把从含有“Locate every door”的那一行到含有“[536,118,560,311]”的那一行（首尾都算）放入两列CSV，列名分别为“文本”和“结果”。每条文字行与其后的坐标行合成一行，两者各占一个带引号的字段，换行一律改为空格。

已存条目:
=====

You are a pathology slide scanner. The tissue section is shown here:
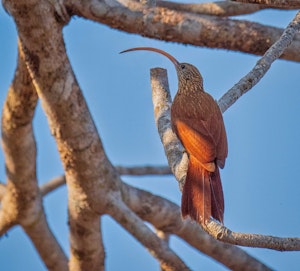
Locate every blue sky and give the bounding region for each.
[0,3,300,271]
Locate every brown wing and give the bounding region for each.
[172,92,227,171]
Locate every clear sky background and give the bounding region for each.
[0,2,300,271]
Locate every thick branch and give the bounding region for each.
[231,0,300,9]
[110,198,190,271]
[218,12,300,112]
[0,39,68,270]
[205,221,300,251]
[115,166,172,176]
[122,183,270,271]
[5,0,110,270]
[68,0,300,61]
[157,1,264,17]
[151,68,300,253]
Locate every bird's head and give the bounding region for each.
[121,47,203,90]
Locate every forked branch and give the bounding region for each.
[151,29,300,250]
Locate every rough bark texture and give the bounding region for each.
[0,0,300,271]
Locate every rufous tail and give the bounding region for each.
[181,156,224,224]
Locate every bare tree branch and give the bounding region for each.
[0,39,68,270]
[218,12,300,112]
[205,221,300,251]
[122,183,270,271]
[109,198,190,271]
[5,0,108,270]
[231,0,300,9]
[40,175,66,196]
[151,68,300,250]
[157,1,264,17]
[40,173,270,271]
[68,0,300,61]
[115,166,172,176]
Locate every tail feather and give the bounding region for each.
[181,156,211,224]
[210,167,224,223]
[181,156,224,224]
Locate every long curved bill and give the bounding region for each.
[120,47,179,66]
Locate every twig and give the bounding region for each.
[67,0,300,61]
[218,12,300,112]
[121,183,270,271]
[231,0,300,9]
[115,166,172,176]
[108,198,190,271]
[157,1,265,17]
[0,42,68,271]
[151,65,300,250]
[205,220,300,251]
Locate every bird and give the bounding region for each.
[121,47,228,225]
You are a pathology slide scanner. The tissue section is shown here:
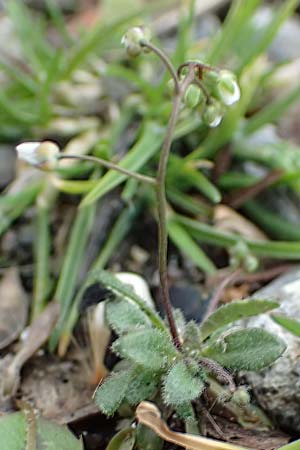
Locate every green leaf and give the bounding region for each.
[81,122,163,207]
[202,328,286,371]
[105,299,151,334]
[271,314,300,337]
[208,0,261,64]
[95,370,131,416]
[237,0,298,72]
[168,220,216,275]
[200,299,279,340]
[125,366,159,405]
[163,361,205,406]
[105,428,135,450]
[90,270,166,331]
[49,205,95,350]
[112,328,178,371]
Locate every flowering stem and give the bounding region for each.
[156,70,194,347]
[58,153,156,185]
[140,40,180,95]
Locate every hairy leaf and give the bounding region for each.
[200,299,279,340]
[112,328,178,370]
[202,328,286,371]
[163,361,204,406]
[272,314,300,336]
[91,270,166,331]
[95,370,131,416]
[125,366,158,405]
[105,299,151,334]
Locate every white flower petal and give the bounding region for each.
[208,115,223,128]
[16,142,41,164]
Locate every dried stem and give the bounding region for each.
[58,153,156,185]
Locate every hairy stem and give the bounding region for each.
[141,41,180,95]
[58,153,156,185]
[156,71,194,347]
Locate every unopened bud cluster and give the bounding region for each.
[184,69,240,128]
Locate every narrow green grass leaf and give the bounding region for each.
[242,200,300,242]
[168,220,216,275]
[271,314,300,337]
[243,86,300,135]
[31,207,51,320]
[49,205,95,351]
[199,299,279,340]
[176,214,300,260]
[207,0,261,64]
[81,122,163,207]
[237,0,299,73]
[202,328,286,371]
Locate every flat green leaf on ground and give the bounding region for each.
[200,299,279,340]
[95,370,131,416]
[202,328,286,371]
[112,328,178,371]
[163,361,205,406]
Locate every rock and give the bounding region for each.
[0,145,16,189]
[246,269,300,433]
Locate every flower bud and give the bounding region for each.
[217,70,241,106]
[167,78,175,96]
[202,100,223,128]
[243,254,259,273]
[184,84,204,108]
[121,27,151,56]
[16,141,59,170]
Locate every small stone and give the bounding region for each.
[245,269,300,433]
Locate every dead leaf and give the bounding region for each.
[135,402,249,450]
[0,302,59,398]
[0,267,28,350]
[214,205,268,241]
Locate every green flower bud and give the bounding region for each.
[121,27,151,56]
[184,84,204,108]
[202,100,223,128]
[243,254,259,273]
[216,70,241,106]
[167,78,175,96]
[16,141,59,170]
[202,70,219,91]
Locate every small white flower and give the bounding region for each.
[16,142,41,164]
[217,70,241,106]
[16,141,59,170]
[121,27,151,56]
[202,100,223,128]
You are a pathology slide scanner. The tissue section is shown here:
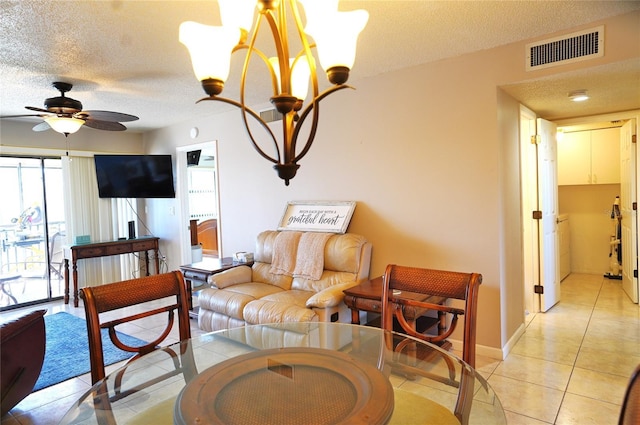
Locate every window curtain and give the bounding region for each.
[62,156,139,288]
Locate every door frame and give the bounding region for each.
[176,140,222,264]
[520,105,540,316]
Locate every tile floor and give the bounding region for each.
[0,274,640,425]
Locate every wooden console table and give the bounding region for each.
[180,257,253,319]
[64,236,160,307]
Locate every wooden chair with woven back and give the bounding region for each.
[379,264,482,424]
[80,271,197,423]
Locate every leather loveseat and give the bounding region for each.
[198,230,371,332]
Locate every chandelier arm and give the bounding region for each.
[292,84,355,162]
[196,96,280,164]
[231,44,278,93]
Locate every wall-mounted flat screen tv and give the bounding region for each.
[94,155,176,198]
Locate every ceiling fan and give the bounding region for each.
[0,81,138,136]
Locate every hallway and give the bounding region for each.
[476,274,640,425]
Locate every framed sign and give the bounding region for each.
[278,201,356,233]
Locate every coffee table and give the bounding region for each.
[60,322,506,425]
[180,257,253,319]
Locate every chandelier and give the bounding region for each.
[179,0,369,186]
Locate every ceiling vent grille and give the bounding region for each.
[526,26,604,71]
[260,109,282,122]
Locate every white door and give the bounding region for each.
[620,120,638,303]
[536,118,560,311]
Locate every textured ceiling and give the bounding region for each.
[0,0,640,131]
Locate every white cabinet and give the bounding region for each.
[558,128,620,185]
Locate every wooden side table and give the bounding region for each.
[343,276,447,332]
[180,257,253,319]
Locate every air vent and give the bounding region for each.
[526,26,604,71]
[260,109,282,122]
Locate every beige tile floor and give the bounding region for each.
[0,274,640,425]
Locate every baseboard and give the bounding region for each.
[451,323,526,360]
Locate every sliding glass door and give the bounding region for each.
[0,156,67,310]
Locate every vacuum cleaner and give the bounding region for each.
[604,196,622,280]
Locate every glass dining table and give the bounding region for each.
[61,322,506,425]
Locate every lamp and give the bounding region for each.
[569,90,589,102]
[44,116,84,137]
[179,0,369,186]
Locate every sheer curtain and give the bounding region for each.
[62,156,139,287]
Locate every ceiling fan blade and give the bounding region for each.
[84,118,127,131]
[78,111,138,122]
[0,114,48,118]
[25,106,52,114]
[33,121,51,131]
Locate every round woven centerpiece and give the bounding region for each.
[174,348,393,425]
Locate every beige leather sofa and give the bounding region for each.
[198,230,371,332]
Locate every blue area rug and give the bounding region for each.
[33,312,146,391]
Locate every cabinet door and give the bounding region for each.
[591,128,620,184]
[558,131,591,185]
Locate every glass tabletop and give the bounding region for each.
[61,322,506,425]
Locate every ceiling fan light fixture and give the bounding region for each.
[569,90,589,102]
[44,117,84,135]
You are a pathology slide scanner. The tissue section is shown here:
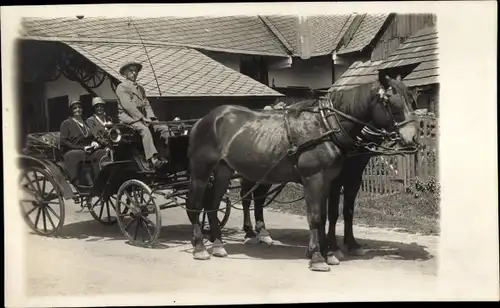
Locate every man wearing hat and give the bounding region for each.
[87,97,113,146]
[116,61,170,168]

=====

参考答案.
文本,结果
"Locate every door frame and give the bounding region for each.","[176,140,222,264] [520,105,540,316]"
"Locate every tile floor and give the bounding region for each.","[0,274,640,425]"
"Locate every wooden console table and give the bounding region for each.","[180,257,253,319] [64,236,160,307]"
"Locate every wooden chair with woven back and give the bounding region for each.","[379,264,482,424] [80,271,197,423]"
"Locate every leather loveseat and give the bounding region for each.","[198,230,371,332]"
"Locate every chandelier arm and give the bounding region for each.","[292,84,355,162] [196,96,280,164] [231,44,278,93]"
"Locate every wall-mounted flat screen tv and give the bounding region for each.","[94,155,176,198]"
"Locate every ceiling fan and give the bounding region for each.","[0,81,138,136]"
"Locate every hallway and give the bounding region for each.","[476,274,640,425]"
"Locate every framed sign and give the bounding region for each.","[278,201,356,233]"
"Locate every coffee table and give the bounding region for each.","[60,322,506,425] [180,257,253,319]"
"Locate every chandelier and give the bounding region for each.","[179,0,369,186]"
"Locate every ceiling vent grille and give the bounding region for each.","[526,26,604,71] [260,109,282,122]"
"Locate every white door and give the bounding region for each.","[620,120,638,303] [536,118,560,311]"